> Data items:
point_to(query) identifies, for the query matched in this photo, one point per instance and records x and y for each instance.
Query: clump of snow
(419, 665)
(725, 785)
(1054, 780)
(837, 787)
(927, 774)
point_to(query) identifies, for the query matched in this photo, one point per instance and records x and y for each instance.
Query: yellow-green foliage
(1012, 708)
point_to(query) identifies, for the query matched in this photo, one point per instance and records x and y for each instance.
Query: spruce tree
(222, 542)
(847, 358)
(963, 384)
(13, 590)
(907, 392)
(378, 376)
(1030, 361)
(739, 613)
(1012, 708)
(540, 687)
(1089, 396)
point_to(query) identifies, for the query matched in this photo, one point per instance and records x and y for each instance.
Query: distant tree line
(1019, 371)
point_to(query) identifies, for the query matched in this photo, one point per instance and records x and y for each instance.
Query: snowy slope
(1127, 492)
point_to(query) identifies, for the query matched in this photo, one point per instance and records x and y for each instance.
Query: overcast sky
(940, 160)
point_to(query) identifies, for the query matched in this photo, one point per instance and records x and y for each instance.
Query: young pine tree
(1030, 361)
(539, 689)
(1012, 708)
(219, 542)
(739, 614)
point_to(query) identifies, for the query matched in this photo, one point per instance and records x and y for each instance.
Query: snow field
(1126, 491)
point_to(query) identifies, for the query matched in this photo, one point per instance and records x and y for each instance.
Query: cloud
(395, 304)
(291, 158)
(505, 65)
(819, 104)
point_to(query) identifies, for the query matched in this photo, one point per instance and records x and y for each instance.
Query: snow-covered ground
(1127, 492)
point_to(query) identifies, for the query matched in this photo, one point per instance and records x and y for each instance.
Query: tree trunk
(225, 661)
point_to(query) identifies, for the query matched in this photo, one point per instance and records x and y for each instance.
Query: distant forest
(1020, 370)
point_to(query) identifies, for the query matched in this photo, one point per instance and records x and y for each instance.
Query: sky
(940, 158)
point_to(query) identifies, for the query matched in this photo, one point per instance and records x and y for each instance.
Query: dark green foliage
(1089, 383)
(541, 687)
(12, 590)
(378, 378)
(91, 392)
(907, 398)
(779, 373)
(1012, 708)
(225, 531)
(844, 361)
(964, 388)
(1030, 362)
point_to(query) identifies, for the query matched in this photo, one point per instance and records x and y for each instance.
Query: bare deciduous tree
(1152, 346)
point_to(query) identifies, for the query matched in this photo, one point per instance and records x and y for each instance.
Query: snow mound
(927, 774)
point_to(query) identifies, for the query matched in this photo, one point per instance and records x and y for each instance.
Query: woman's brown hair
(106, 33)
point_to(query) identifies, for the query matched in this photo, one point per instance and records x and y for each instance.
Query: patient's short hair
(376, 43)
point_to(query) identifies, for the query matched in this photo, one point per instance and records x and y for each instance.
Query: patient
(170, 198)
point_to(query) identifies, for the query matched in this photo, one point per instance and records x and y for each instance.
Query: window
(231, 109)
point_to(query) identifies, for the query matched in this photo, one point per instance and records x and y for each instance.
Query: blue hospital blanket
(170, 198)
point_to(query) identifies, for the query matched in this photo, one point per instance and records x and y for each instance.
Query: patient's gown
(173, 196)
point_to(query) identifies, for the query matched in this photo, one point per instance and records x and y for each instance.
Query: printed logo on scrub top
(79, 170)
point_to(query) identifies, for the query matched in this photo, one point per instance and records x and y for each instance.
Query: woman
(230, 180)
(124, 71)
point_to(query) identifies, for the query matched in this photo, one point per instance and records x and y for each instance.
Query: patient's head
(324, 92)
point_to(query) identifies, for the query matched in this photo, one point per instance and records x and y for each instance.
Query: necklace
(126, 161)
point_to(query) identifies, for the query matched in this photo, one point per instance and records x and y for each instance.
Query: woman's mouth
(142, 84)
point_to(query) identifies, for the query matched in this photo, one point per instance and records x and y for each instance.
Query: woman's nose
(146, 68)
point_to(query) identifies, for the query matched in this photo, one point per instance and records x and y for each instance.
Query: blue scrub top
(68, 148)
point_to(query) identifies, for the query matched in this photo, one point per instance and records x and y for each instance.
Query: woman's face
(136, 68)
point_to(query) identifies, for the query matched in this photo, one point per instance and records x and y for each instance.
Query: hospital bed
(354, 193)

> THE REQUEST: Identify every line in the records that contains the word "scrub", and copy each of those lines.

> RIGHT ANSWER:
Query: printed logo on scrub top
Query: blue scrub top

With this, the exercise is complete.